*Reading text:*
● ● ● ● ● ● ●

Ontology Importer is a console‑based application, and is operated by command‑line arguments. However, its operating is very simple, and very little typing is actually required.
After initiating the Ontology Importer the following window will be displayed:

Press ENTER, and wait until the resources are loaded. The time required for loading the resources depends mainly on the number and the size of the lexicons specified in sandra.ini. Typically, this time is not expected to exceed several tens of seconds.
When the resources are loaded, the following message will be displayed:

Inspect whether the correct lexicons were loaded, and whether all of the required lexicons were loaded. If not, exit the Ontology Importer, and modify the suitable entries in sandra.ini.
Otherwise, enter the path to the file containing the terms expressing the ontology concepts that need to be processed. Make sure that the these terms correspond to the ontology GUID (presented within the parentheses) – all the processed terms will be automatically associated with this GUID. If this GUID is unsuitable, close the Ontology Importer, and modify the corresponding value in sandra.ini.
The path can be specified also as relative to the folder in which ontoedit.exe is located. For example: “./test.txt”, or “test.txt” (both are equivalent). Note that unlike the MS Windows file system, slashes (“/”), rather then backslashes (“\”) must be used as the delimiters in the path.
The specified file is allowed to contain only terms in plain text (ASCII) – each in a separate line. Multiple‑word terms must contain words separated by space character (ASCII #32). The current version of the Ontology Importer does not support conversion of complex formats, such as RDF/XML or OWL. If you want to process the terminology stored in one of these formats, you will need to pre‑process it in order to convert it into plain text.
Beware that the specified file will not be preserved in
its original format during the processing. Whenever saving the processing
results, only the unprocessed content of this file will be saved in it. This
includes also the terms that you decided not to process.

● ● ● ● ● ● ●

*Task input:*
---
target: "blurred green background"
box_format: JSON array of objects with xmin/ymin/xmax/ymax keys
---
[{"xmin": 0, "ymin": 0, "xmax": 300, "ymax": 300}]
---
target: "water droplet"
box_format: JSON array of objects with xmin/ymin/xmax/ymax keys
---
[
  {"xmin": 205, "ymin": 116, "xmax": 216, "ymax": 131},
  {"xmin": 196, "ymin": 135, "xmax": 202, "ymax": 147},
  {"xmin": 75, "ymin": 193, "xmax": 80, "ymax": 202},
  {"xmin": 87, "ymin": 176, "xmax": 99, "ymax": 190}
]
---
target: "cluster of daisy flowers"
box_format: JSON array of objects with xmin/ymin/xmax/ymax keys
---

● ● ● ● ● ● ●

*Written tasks:*
1 > In the entries above, replace "target" with "label" throughout and reproduce them with everything else left unchanged.
2 > Write the next part of the Ontology Importer instructions, picking up after their last sentence.

*Answers for the exercise:*
1 >
---
label: "blurred green background"
box_format: JSON array of objects with xmin/ymin/xmax/ymax keys
---
[{"xmin": 0, "ymin": 0, "xmax": 300, "ymax": 300}]
---
label: "water droplet"
box_format: JSON array of objects with xmin/ymin/xmax/ymax keys
---
[
  {"xmin": 205, "ymin": 116, "xmax": 216, "ymax": 131},
  {"xmin": 196, "ymin": 135, "xmax": 202, "ymax": 147},
  {"xmin": 75, "ymin": 193, "xmax": 80, "ymax": 202},
  {"xmin": 87, "ymin": 176, "xmax": 99, "ymax": 190}
]
---
label: "cluster of daisy flowers"
box_format: JSON array of objects with xmin/ymin/xmax/ymax keys
---

2 >
After you entered the file name press ENTER again. The specified file will be opened and loaded. After the loading is completed the following message will be displayed:

The message displays the first line of the specified file. You can decide whether you want to process this line, or ignore it. If ignored, this line will be saved in the modified version of the original file.
Type “y”, and then press ENTER. The following message will be displayed:

The first line in this message presents the processed term in the SANDRA’s internal format. Inspect this line carefully, in order to ensure that it reflects authentically the original term. If for any reason you suspect that this internal format does not reflect the original term, type “n”, and press ENTER, in order to ignore it. This term will be saved with other unprocessed terminology. Provide these suspected problematical terms with a suitable explanation to the SANDRA development team.
If after inspection everything seems to be correct, type “y”, and press ENTER. The following message will be displayed:

After each processed line you will be prompted to save the results of the processing. Whenever you decide to save the results, not only the last processed line, but also all processing results will be saved. Accordingly, you do not need to save every line separately. You can wait until the end of the file, and then save all the results at once.
Type “n”, and then press ENTER. The following message will be displayed:

This message displays the next line in the specified file. Type “y”, and then press ENTER. When prompted whether to continue, type “y” again, and press ENTER. The following message will be displayed:

The word “cooling” has multiple base‑forms retrieved from the lexicon: “cooling” and “cool”. It is of critical importance to select the correct base‑form, since it directly influences the results of the concept‑indexing. For example, if you select the base‑form “cool”, the word sequence “electrons cool” encountered in the sentence: “At this stage electrons cool gradually (…) ”, would be erroneously recognized as the concept “electron cooling”.
In order to select the correct base form, enter the number in front of the corresponding base‑form (in this example “0”), and press ENTER.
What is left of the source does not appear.